- PASSAGE TO READ -

┏━━

# My betta journal



## amzingaly (Feb 27, 2013)

Hi :-D. So I find myself talking about my bettas all the time and nobody outside of the betta fish community here seems to care. I figured I'd start a journal where I can write about my 3 boys. 

Here's a little bit about my betta history:
I first got bit by the betta bug 3 years ago and i went out and got a mini bow aquarium and a blue and red crowntail named Elliot. Then my ball python outgrew her 10 gallon tank and I thought hmm, I can put Elliot in here! So into the 10 gallon Elliont went. He looked so small in that bug tank and we all know its so hard to keep just one betta, so i bought a divider and got pink halfmoon who i named Louis. Well those dividers from the petstore aren't very good so one day I looked into my newly divided tank and saw Louis slipping through the divider onto Elliot's side :shock:. I immediately put Louis into the mini bow tank and went to the pet store and bought Louis his own 5 gallon. About a year later I went away for the weekend and left the boys with my dad. When I came home Elliot wasn't looking to hot so I then panicked that something was wrong with Louis too and put them both in hospital tank and started researching betta diseases. By the time i could figure out what was wrong with Elliot he was already gone. I'm pretty sure Louis died of shock from me not knowing about assimilation. SIP Elliot and Louis. 

Today's bettas:
I was a senior in high school when my boys died and knowing I would soon be going to college and didn't know what it would be like to keep a fish there. I used the time to research proper betta care. Well a few months into the semester I decided I needed a pet. I got everything i needed as well as my first heater. Then along came Henry, a blue and red halfmoon boy, who lives happily in his 5 gallon tank. Henry is my lazy boy and he sits in his plants most of the day and occasionally comes out for a swim. He lives with an apple snail named Simon and a ghost shrimp named Martin. Last week when i finished my freshman year I discovered a 2.5 gallon tank in my parents shed. I knew i just had to put someone in this tank! I set it up that night and went to petsmart and brought home a tiny little plaket who i named Bruce. Bruce is my little crazy fishy. He spends all day swimming from one end of the tank to the other and occasionally through his plant (He's the total opposite of Henry). When I went to get Bruce I saw a betta with a bent dorsal fin and all weekend I thought i had to go back and get him. So I made a divider out of craft mesh and divided Henry's 5 gallon, since he doesn't really use the whole space anyway. Well of course when I went back to petsmart there was a new shipment of bettas and the fish I went back for wasn't there. But a grey, red, and blue halfmoon gave me the fishy eyes so he came home and is now named Tonka (after the Tonka trucks). 

So here are pics of all my bettas (past and present)
Louis







Elliot (don't have a picture :/)
Henry







Bruce







Tonka


----------



## amzingaly (Feb 27, 2013)

┗━━

- DATA PROVIDED -
┏━━

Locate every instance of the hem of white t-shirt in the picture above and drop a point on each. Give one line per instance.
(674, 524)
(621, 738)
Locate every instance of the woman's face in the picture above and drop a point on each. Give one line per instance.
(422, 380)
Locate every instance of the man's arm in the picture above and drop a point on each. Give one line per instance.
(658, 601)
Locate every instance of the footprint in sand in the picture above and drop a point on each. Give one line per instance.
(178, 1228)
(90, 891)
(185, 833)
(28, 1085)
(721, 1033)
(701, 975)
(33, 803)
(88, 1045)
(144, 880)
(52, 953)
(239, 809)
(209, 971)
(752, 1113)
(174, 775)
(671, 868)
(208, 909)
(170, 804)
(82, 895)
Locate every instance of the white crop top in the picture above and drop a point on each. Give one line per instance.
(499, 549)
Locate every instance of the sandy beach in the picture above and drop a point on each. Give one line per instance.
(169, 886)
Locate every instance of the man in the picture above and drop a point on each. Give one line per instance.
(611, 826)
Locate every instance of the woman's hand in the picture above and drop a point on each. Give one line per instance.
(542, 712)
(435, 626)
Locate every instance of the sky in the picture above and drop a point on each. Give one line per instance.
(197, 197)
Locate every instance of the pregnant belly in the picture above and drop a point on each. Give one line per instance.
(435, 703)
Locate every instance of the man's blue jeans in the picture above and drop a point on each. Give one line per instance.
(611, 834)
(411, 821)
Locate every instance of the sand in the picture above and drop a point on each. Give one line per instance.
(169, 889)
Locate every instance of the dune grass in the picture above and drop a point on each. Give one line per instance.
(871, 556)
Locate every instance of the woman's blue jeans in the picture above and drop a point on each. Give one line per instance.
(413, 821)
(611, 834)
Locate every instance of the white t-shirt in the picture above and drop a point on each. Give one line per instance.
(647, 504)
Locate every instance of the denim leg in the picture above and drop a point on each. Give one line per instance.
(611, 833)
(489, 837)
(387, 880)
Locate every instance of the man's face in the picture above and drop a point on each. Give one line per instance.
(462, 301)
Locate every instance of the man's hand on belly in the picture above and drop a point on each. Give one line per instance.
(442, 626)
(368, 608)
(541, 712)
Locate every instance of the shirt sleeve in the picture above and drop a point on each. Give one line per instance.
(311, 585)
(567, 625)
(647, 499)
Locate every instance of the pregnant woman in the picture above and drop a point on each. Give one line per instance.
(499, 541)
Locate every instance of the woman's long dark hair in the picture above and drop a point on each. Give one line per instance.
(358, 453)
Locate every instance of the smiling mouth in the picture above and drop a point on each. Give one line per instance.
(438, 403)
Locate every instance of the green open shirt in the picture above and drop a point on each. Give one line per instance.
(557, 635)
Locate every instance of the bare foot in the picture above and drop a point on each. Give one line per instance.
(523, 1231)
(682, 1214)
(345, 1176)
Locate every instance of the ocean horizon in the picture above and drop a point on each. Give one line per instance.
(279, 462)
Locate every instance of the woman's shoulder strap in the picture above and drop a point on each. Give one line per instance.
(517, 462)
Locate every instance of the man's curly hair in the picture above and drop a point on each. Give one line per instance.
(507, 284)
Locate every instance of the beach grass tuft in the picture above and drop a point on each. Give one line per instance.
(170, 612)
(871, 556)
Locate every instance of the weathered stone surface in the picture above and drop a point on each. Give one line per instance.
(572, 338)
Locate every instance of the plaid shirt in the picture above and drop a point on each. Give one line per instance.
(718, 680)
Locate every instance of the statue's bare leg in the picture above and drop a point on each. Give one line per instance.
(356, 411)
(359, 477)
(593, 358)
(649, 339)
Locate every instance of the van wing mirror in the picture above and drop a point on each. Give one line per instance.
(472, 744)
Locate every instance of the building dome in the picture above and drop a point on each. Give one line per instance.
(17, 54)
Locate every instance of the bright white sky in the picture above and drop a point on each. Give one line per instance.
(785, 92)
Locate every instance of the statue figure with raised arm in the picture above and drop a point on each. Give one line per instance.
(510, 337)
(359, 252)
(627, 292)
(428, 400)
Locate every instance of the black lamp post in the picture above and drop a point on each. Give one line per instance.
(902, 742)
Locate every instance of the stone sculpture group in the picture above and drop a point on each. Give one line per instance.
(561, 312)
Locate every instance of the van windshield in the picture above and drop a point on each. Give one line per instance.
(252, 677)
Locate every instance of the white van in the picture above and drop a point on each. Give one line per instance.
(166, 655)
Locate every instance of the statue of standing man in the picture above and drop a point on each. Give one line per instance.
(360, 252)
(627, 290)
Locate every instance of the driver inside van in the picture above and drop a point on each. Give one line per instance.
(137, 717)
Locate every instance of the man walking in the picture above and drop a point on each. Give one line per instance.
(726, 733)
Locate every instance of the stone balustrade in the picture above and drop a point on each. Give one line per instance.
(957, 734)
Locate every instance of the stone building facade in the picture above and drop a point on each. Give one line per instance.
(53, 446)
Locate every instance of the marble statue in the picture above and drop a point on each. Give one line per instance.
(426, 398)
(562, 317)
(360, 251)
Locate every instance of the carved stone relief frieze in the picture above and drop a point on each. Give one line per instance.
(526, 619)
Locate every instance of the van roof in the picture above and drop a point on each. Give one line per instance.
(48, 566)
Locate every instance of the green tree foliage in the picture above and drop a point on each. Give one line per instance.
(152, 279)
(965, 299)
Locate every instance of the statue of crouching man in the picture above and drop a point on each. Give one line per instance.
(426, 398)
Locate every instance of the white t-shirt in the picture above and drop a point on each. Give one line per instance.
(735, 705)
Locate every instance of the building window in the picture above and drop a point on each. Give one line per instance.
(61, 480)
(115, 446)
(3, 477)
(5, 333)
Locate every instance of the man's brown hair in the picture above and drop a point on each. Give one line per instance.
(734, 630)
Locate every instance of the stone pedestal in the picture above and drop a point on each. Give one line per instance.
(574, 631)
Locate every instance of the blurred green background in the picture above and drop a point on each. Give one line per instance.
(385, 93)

┗━━

- ACTIVITY LIST -
(1) In the betta journal, what did the writer use to make the divider for Henry's 5 gallon tank?
(2) Extend the betta journal from where it stops.
You won't need the rows.

- SOLVED TASKS -
(1) Craft mesh.

(2)
Bruce won't stop flaring at his reflection. I put a background on the tank, that didn't work... so i took the background off, that didn't work either. *sigh* I don't know how to make the reflection go away besides shutting off the lights..which isn't really and option...


----------



## amzingaly (Feb 27, 2013)

I guess removing the back ground did work since Bruce finally relaxed! However I woke up and my poor Simon got attacked by his new tankmate Tonka. The poor snail got his antennae eaten off. He's in a quarantine tank until i can figure out what to do with him.


----------



## amzingaly (Feb 27, 2013)

Today i bought some clay pots to put in my tanks. Henry seems to be loving his smaller tank. He swims around so much more and he made his first bubble nest!


----------



## dramaqueen (Jul 7, 2008)

Very pretty fishies.


----------



## Fabi (May 29, 2013)

Pretty and Awesome!!


----------



## amzingaly (Feb 27, 2013)

*Update *

Wow so I have had some bad luck with bettas lately. I decided to purchase a fourth betta but i bought a faulty heater killing my fish. I replaced it with a new orange veil tail who came home with an unidentified disease and died within a day or two. Then I bought a betta who i have been eyeing in the store for a few months. He is doing well and his name is Cyclone. My betta, Bruce, jumped out of his tank the other day and I found him when it was too late. RIP Bruce.

I can't bring myself to replace Bruce just yet and i am also afraid of bringing home a sick betta. I decided for now I will remove the divider from the 5 gallon and let Tonka have that to himself. Henry is now in Bruce's tank and Cyclone is still in his 1.5 gallon since he is rather small fish. 

Cyclone came home being a skinny little double tail male. He's been home for 2 weeks and already looks fatter! Yay for Cyclone! I also believe he is a marble since his coloration has been changing a bit everyday.

Tonka started fin biting but a little rearranging of decor stopped him. :lol:

Here's some pics of Cyclone:
















this was from a few days ago, his colors look different today


----------



## amzingaly (Feb 27, 2013)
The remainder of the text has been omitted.